### Exercise details:
Answer these questions from the article on marijuana and driving:
1. Which two federal agencies are teaming up on the study?
2. At which facility will the study take place?
3. On what date is the study set to end?

### Page extract:
◇ ◇ ◇
We’ll soon find out… at least according the federal government. The National Highway Traffic Safety Administration and the National Institute on Drug Abuse are teaming up to conduct the first federally funded study on the effects of marijuana on driving.
It goes without saying that alcohol impairs driving ability. There are countless studies demonstrating this. But the evidence on how marijuana use impairs driving ability is less established. While there are numerous studies on the effects of marijuana on the brain, there are few studies on how the effects might influence driving skills.
A 2009 National Institutes of Health report stated, “Surprisingly, given the alarming result of cognitive studies, most marijuana-intoxicated drivers show only modest impairments on actual road tests.” Some suggest that reason for this is that the effects of marijuana cause the user to be more cautious when driving. This, in turn, results in less risk-taking, slower driving, and avoidance of difficult driving tasks. In fact, one study from the Institute for Human Psychopharmacology in the Netherlands noted, “Evidence from the present and previous studies strongly suggests that alcohol encourages risky driving whereas THC encourages greater caution, at least in experiments. Another way THC seems to differ qualitatively from many other drugs is that the former’s users seem better able to compensate for its adverse effects while driving under the influence.”
The current study to be conducted by the National Highway Traffic Safety Administration and the National Institute on Drug Abuse will take place at the University of Iowa’s National Advanced Driving Simulator, which is said to be the most advanced driving simulator in the world. Twenty volunteers will be “dosed” cannabis coming from the only federally funded laboratory allowed to grow marijuana for medical and research purposes at the University of Mississippi.
Scientists will then monitor the participants’ driving ability in different driving scenarios such as when a driver is confronted with an unexpected event that may require them to abruptly apply the brakes or swerve out of the way of something. Because cannabis also affects a person’s sustained attention, the researchers will also monitor the participants’ ability to drive for long periods of time though otherwise boring and uninteresting stretches of road.
If this study confirms previous studies, it will be interesting to see how law makers in zero-tolerance states address the contradiction of not allowing you to have any THC in your system when driving with having a legal alcohol limit when driving.
The study is set to end on November 14, 2012 and you can be sure that I’ll be posting about the results as soon as they’re made available.
◇ ◇ ◇
### Listed entries:
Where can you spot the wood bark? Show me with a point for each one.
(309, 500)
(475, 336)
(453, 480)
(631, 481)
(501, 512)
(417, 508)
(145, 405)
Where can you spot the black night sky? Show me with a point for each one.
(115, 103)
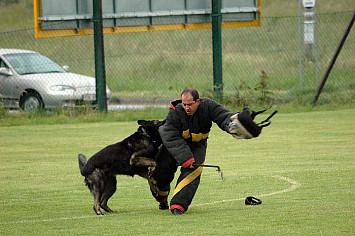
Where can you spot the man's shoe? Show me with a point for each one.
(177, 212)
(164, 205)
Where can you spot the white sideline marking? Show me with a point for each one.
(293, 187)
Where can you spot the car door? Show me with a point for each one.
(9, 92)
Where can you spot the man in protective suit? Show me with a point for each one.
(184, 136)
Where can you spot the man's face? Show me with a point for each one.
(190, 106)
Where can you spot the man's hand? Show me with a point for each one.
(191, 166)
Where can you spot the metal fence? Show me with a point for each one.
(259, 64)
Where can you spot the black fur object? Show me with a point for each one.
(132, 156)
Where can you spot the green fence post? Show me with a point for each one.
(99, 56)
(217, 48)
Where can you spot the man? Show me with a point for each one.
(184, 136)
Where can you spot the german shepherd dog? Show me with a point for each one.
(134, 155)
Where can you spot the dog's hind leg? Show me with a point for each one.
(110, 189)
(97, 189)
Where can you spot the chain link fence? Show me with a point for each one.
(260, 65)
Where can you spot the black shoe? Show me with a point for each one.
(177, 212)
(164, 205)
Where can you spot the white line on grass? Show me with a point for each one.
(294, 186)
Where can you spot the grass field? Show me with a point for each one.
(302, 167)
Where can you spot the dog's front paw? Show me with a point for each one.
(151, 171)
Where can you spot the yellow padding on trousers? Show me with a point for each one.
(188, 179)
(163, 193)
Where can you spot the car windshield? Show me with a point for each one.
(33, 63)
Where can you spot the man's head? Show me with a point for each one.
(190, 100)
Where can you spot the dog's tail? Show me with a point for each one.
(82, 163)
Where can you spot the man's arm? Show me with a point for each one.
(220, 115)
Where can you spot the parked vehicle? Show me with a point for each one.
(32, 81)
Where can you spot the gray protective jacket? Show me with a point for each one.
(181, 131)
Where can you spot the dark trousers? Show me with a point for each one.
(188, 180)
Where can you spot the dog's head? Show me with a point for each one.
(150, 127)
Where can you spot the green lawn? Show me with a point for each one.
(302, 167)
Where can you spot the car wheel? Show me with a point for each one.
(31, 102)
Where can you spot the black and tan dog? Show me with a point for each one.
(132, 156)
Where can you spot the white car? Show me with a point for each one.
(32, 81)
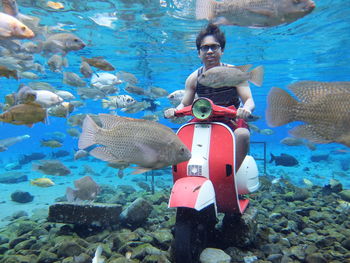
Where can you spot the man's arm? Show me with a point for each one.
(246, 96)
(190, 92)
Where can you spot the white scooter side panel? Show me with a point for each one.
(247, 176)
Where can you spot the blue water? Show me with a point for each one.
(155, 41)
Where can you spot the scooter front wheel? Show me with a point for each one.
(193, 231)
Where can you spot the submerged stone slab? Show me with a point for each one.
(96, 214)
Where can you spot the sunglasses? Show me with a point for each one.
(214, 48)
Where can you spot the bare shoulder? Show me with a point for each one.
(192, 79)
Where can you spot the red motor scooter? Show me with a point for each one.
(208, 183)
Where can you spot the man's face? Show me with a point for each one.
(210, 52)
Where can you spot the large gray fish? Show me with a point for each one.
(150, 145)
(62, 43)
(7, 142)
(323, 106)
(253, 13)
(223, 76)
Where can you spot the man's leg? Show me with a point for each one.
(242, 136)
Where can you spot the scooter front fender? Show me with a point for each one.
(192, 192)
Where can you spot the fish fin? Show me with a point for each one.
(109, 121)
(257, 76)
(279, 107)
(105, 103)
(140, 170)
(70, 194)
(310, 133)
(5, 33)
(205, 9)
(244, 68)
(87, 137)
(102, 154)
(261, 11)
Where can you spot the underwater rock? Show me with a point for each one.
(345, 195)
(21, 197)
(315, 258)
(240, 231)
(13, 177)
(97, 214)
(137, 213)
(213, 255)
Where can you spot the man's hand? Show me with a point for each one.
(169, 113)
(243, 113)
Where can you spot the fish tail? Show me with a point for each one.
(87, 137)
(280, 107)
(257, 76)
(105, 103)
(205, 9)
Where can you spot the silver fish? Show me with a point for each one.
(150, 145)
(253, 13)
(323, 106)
◇ ◇ ◇
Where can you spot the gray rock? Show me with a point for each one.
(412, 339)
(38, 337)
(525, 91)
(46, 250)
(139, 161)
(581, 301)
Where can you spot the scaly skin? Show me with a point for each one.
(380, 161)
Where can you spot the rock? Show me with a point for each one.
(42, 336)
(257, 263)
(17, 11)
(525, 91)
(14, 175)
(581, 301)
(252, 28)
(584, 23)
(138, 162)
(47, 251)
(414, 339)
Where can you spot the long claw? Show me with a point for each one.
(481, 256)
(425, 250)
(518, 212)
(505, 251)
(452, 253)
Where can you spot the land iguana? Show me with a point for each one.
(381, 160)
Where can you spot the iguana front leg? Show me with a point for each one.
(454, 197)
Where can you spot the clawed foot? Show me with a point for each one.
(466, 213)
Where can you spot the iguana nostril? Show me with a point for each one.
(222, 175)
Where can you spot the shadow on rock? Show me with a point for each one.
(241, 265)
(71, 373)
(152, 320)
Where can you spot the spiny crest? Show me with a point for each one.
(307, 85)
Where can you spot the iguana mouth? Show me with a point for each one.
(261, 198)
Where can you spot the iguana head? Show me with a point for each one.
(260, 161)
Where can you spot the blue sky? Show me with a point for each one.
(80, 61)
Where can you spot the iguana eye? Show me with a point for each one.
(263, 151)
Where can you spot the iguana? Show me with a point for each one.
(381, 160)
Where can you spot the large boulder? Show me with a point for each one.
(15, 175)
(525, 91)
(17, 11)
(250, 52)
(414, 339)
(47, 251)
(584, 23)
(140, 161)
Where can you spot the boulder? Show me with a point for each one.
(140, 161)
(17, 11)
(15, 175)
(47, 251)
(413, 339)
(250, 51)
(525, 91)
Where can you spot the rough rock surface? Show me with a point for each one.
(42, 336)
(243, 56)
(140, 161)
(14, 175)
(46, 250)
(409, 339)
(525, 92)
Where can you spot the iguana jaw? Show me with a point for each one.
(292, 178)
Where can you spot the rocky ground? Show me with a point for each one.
◇ ◇ ◇
### Exercise result:
1. The National Highway Traffic Safety Administration and the National Institute on Drug Abuse.
2. The University of Iowa's National Advanced Driving Simulator.
3. November 14, 2012.